The exercise:
Rescale the entries from the start of the entries through the line holding "138 177 L 149", inclusive, reproducing every line with the requests and format samples unchanged but each coordinate in the answer paths multiplied by 0.9 and rounded to a whole number, halves up. Leave the picture out of your output.

[Saved entries]
==============================

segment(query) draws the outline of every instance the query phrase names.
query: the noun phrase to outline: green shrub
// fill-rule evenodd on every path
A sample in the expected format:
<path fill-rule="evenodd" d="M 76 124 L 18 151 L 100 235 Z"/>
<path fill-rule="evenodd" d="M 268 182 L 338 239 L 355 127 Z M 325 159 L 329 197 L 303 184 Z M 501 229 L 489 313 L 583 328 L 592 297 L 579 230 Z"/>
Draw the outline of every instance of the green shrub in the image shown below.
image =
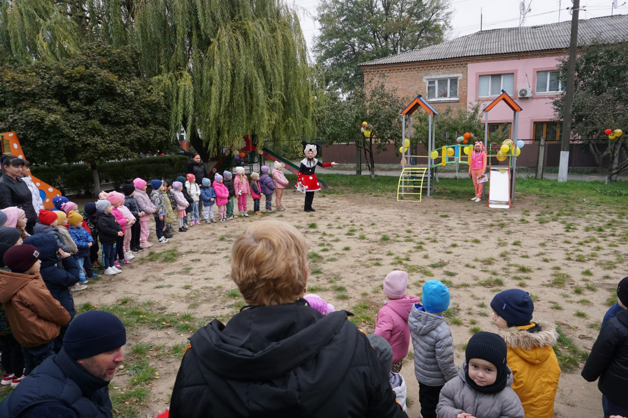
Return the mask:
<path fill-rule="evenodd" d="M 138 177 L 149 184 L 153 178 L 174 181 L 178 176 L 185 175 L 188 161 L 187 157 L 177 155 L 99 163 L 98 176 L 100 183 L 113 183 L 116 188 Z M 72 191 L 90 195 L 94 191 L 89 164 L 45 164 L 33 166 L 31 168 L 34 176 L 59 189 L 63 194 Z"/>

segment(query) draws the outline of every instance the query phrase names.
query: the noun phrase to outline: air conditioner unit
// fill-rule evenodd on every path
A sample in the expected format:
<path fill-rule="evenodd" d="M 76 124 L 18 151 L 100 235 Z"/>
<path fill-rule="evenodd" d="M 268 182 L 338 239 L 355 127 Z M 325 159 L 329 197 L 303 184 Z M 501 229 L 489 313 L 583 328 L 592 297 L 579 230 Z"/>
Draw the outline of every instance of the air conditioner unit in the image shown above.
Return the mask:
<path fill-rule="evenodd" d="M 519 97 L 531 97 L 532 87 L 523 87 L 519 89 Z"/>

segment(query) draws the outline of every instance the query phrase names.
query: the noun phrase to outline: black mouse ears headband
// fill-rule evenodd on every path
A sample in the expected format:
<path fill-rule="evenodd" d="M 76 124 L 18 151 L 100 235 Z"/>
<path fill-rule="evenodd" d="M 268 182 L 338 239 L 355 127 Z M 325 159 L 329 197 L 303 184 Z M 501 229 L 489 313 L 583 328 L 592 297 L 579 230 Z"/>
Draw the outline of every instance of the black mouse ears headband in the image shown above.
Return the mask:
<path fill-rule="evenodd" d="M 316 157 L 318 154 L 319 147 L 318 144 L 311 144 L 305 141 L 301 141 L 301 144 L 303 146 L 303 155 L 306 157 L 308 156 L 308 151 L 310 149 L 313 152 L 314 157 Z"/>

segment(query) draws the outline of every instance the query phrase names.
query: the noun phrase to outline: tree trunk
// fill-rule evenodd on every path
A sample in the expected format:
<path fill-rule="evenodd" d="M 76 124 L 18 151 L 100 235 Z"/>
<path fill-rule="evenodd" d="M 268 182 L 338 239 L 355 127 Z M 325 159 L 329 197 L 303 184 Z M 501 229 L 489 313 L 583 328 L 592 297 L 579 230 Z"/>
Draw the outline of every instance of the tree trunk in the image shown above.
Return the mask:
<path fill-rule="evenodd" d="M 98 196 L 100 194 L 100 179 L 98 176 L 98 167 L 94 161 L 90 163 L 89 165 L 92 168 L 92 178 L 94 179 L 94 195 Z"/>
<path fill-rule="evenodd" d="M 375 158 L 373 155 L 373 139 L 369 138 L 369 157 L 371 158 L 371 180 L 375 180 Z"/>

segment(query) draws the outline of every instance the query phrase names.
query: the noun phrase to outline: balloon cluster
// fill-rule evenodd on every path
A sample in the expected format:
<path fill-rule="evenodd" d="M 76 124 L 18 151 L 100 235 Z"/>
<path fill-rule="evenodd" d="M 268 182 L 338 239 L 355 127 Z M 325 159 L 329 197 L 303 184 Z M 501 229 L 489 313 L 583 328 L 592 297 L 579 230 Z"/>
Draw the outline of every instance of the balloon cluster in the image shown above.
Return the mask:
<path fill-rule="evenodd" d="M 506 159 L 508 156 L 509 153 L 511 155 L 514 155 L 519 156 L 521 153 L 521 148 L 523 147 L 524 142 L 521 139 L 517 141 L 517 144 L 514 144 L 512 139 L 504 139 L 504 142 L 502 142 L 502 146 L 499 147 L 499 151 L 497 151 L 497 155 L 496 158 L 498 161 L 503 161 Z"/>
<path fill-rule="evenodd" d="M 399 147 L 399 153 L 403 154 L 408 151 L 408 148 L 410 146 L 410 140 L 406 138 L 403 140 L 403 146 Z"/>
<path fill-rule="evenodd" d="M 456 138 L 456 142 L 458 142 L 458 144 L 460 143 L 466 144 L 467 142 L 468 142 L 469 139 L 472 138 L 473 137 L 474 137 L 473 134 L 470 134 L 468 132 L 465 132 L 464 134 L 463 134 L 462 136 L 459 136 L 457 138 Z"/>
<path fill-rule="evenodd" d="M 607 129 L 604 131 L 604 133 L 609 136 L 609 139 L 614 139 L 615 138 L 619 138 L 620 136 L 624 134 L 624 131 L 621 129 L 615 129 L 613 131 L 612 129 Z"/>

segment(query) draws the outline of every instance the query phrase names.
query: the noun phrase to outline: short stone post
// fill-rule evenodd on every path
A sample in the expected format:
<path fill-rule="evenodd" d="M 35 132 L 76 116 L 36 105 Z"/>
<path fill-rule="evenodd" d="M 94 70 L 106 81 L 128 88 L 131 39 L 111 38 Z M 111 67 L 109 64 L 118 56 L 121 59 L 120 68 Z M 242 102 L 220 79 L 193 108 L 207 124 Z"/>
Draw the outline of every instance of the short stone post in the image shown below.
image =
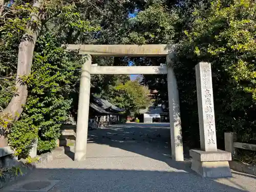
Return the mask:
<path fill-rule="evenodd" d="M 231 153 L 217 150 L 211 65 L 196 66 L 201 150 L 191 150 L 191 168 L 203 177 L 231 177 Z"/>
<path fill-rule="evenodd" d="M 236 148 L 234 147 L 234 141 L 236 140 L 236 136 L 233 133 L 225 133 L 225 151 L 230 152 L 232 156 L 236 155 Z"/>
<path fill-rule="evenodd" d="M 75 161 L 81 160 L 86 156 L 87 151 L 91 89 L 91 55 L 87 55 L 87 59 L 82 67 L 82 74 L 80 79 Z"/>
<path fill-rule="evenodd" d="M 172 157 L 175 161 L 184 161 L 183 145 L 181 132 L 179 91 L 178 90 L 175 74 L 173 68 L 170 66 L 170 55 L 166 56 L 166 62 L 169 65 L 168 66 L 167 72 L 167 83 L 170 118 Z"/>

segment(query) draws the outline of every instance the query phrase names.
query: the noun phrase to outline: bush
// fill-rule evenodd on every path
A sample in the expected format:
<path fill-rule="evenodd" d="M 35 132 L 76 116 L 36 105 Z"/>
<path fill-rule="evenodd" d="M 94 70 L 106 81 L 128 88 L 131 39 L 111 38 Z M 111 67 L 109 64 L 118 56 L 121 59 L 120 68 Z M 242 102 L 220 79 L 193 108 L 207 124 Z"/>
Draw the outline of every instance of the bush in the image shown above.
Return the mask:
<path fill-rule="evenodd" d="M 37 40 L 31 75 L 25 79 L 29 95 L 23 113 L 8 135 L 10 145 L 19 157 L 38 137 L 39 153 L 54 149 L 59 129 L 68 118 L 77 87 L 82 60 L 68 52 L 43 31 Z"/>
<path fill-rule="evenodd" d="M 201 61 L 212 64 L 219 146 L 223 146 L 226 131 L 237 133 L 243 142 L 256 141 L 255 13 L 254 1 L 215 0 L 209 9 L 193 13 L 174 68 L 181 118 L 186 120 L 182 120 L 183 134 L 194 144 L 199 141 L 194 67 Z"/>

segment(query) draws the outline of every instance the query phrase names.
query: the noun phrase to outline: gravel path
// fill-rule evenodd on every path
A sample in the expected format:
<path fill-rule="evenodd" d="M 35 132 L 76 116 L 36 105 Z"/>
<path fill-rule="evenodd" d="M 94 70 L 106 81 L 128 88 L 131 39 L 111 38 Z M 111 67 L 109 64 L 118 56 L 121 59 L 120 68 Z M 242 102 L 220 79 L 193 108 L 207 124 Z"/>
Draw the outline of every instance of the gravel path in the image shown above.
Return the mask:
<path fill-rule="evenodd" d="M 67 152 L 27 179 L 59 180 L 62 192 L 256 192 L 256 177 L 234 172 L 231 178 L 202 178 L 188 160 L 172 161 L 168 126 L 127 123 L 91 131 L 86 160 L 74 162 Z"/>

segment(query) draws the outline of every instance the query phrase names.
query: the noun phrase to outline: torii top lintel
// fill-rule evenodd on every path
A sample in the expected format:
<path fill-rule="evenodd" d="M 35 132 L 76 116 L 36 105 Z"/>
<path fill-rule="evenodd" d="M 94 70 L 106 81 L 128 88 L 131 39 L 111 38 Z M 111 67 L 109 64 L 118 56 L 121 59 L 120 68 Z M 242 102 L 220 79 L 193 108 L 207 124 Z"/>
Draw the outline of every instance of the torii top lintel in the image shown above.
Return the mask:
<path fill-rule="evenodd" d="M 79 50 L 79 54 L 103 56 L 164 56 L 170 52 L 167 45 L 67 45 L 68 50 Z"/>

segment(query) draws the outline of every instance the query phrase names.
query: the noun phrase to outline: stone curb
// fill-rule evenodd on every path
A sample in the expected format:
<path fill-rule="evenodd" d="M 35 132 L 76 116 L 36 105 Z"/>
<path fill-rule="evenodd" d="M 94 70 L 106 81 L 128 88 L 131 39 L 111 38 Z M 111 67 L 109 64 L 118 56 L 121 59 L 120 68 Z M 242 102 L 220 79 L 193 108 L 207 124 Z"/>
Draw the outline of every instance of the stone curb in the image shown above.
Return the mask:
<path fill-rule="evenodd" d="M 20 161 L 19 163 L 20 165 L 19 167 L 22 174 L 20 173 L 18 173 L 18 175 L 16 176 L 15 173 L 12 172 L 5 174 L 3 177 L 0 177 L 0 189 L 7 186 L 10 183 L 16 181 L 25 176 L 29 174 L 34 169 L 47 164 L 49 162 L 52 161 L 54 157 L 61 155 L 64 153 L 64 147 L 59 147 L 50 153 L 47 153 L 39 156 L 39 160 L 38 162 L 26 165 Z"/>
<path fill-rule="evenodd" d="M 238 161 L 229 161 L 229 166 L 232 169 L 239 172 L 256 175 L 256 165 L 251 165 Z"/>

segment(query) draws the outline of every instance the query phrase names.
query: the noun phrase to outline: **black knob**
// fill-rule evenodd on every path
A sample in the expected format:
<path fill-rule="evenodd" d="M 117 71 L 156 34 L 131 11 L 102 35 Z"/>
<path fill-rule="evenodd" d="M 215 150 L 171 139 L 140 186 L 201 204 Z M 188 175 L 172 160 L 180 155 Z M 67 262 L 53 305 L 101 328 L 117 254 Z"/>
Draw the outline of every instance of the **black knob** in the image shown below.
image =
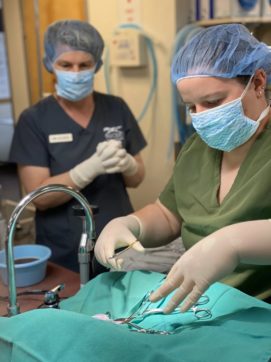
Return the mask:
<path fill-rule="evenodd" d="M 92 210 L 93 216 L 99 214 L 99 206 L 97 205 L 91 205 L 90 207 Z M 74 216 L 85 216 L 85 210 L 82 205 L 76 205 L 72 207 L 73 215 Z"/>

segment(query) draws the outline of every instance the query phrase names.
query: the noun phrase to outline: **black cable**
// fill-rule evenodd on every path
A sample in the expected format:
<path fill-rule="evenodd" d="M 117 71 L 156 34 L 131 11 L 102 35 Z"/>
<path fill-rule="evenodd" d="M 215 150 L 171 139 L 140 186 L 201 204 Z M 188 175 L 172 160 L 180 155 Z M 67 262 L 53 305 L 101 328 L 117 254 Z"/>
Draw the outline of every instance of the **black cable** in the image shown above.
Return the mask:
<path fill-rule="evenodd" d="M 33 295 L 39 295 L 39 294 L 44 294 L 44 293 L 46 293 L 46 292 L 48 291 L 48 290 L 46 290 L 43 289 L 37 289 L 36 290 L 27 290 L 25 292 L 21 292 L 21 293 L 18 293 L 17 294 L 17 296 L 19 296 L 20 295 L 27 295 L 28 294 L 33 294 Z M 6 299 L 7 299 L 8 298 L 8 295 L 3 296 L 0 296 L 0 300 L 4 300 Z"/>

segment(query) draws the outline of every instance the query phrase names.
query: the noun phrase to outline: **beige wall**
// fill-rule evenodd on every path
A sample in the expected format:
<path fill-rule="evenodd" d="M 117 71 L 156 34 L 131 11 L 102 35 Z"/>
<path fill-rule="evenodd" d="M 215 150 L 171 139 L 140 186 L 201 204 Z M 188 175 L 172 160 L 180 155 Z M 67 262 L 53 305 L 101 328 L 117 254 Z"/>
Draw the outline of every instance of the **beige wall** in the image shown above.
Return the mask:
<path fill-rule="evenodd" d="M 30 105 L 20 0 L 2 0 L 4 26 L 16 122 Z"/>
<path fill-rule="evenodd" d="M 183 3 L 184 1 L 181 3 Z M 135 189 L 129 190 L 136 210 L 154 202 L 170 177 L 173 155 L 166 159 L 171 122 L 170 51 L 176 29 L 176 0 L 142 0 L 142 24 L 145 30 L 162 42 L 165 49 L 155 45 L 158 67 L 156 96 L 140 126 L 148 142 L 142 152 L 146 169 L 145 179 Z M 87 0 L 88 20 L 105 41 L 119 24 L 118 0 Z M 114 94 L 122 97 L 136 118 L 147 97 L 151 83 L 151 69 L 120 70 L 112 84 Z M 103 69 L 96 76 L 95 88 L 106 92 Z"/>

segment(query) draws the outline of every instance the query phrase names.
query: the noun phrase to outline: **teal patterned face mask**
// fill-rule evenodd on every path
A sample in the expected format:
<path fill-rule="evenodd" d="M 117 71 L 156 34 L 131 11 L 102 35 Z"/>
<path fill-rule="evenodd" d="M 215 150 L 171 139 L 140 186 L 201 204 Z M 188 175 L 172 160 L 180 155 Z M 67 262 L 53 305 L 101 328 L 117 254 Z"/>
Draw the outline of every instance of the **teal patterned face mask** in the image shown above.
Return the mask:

==============================

Solution to this problem:
segment(query) draws the outline of every instance the query phrase names.
query: the noun phrase to outline: green shrub
// fill-rule evenodd on every path
A sample in the expected format:
<path fill-rule="evenodd" d="M 76 124 L 18 151 L 100 235 Z"/>
<path fill-rule="evenodd" d="M 268 182 L 338 239 L 355 127 Z M 325 159 L 329 197 L 303 184 Z M 501 229 L 489 313 L 583 328 L 592 297 L 579 230 Z"/>
Draw the outline of every instance of the green shrub in the image shown below.
image =
Return the mask:
<path fill-rule="evenodd" d="M 124 159 L 134 166 L 138 160 L 157 163 L 160 158 L 167 158 L 169 145 L 168 141 L 159 140 L 89 147 L 88 158 L 90 165 L 102 165 L 104 169 Z M 65 172 L 81 176 L 85 172 L 80 148 L 41 148 L 30 149 L 28 151 L 31 158 L 53 170 L 57 175 Z"/>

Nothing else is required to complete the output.